→ **Exercise instructions**
Using the listing below, work out how many lines include the word "molding". Only the number is to be given.
---------- Records provided
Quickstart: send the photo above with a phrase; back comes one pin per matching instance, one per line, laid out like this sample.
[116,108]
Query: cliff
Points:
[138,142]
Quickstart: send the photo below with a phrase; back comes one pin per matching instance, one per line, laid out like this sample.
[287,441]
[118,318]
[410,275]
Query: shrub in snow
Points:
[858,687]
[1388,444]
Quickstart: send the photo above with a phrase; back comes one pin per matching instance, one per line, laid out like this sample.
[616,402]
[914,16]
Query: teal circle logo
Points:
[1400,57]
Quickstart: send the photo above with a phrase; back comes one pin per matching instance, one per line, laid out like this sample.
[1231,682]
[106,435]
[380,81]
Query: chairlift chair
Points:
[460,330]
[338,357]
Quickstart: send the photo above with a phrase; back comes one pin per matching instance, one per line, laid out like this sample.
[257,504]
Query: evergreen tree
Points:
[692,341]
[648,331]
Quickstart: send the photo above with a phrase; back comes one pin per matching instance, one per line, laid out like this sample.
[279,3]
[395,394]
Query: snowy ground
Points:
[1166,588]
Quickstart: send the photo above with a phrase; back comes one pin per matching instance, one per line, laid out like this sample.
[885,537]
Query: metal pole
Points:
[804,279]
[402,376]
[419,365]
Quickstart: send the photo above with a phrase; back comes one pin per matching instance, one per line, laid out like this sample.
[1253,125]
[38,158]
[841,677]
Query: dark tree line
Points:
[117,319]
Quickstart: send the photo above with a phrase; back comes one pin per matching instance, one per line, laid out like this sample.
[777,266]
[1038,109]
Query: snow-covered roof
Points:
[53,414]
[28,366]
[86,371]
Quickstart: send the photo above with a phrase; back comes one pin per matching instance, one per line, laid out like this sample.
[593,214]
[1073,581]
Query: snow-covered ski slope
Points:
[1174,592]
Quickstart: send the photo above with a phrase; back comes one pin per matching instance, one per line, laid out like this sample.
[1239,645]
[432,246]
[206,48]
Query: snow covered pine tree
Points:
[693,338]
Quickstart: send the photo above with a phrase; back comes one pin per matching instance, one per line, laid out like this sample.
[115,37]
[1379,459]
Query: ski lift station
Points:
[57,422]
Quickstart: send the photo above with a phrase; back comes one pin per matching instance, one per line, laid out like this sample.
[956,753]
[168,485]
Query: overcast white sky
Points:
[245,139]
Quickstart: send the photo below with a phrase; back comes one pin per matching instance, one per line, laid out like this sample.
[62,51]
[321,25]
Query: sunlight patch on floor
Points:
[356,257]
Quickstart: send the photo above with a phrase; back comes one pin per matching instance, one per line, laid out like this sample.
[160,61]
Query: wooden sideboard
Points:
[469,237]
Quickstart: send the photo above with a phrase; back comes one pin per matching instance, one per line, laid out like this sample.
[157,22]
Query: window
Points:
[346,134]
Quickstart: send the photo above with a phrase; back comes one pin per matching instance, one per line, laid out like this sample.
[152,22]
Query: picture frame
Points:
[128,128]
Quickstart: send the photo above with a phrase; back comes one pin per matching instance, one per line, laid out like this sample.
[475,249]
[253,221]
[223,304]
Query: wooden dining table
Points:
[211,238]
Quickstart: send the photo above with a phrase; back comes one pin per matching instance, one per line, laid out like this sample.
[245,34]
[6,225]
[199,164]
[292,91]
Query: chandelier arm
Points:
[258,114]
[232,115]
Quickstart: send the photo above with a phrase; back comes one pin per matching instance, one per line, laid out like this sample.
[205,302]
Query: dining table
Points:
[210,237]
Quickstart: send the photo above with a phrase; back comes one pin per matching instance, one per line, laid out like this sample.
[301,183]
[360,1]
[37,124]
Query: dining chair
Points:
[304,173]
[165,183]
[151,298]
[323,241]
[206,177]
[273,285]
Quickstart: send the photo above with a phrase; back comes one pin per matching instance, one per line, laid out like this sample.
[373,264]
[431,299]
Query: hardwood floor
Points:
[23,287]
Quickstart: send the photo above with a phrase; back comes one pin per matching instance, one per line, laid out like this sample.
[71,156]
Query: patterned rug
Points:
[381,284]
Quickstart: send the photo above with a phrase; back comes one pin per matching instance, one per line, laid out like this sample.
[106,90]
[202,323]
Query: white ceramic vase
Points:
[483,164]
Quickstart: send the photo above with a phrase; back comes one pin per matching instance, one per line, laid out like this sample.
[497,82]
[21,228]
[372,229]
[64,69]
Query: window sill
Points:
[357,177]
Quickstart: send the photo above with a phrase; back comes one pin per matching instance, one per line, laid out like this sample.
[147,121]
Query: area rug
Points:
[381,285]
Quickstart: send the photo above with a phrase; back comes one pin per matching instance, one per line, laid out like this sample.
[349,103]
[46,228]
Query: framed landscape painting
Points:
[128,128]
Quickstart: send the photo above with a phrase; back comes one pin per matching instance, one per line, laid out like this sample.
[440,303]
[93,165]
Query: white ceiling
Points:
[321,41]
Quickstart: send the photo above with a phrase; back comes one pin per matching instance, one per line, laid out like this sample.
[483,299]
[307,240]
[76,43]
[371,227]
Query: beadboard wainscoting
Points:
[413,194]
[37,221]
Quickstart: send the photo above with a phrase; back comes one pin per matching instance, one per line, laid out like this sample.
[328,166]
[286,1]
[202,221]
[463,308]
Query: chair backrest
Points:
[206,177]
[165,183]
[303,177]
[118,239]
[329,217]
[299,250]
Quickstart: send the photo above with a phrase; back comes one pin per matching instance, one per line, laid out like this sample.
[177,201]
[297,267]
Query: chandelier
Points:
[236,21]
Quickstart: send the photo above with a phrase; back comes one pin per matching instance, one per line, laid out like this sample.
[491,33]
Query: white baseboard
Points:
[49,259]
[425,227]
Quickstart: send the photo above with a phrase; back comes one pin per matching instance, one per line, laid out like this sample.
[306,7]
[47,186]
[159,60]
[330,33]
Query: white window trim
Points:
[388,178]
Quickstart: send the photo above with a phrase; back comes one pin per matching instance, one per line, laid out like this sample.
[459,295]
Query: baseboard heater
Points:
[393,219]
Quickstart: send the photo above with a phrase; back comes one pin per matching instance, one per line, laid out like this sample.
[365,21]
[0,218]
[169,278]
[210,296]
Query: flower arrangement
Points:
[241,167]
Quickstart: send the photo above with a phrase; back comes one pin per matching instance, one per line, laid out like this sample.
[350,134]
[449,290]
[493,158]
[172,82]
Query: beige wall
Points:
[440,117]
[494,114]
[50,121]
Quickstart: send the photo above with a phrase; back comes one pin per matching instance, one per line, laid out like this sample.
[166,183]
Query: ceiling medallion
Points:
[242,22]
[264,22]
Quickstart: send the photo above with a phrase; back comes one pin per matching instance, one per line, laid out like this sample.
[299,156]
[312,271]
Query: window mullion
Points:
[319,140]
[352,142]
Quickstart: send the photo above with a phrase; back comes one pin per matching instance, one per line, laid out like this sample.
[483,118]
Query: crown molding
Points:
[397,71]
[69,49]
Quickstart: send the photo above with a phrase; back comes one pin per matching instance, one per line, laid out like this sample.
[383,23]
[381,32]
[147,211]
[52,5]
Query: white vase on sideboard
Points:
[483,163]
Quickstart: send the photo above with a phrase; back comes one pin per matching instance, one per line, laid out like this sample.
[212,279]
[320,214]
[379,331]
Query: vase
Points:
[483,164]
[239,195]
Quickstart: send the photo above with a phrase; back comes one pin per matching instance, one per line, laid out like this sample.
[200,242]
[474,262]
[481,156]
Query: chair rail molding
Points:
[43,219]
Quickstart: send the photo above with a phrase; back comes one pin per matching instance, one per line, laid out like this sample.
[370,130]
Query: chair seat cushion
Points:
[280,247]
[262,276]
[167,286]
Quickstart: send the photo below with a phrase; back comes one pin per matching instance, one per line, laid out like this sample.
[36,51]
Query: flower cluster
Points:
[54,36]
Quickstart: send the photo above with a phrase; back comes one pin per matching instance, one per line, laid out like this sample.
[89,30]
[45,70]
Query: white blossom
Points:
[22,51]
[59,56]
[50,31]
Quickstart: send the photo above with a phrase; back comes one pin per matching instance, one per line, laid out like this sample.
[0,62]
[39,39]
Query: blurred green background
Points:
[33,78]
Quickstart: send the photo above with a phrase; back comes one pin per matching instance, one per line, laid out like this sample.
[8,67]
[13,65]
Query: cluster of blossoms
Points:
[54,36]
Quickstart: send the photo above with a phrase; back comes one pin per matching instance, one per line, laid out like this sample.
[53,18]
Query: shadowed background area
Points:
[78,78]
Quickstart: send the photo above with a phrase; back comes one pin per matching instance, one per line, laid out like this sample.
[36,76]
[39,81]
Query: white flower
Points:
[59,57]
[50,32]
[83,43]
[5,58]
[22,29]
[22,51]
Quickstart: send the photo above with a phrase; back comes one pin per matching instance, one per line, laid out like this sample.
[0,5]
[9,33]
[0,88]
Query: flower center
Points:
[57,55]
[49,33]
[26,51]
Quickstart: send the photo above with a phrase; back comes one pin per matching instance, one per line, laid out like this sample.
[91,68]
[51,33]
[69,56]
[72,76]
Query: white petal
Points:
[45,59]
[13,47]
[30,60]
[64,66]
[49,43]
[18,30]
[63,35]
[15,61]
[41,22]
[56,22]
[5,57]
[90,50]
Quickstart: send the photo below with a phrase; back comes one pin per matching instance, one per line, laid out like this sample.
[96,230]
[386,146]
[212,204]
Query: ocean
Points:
--------------------
→ **Your solution**
2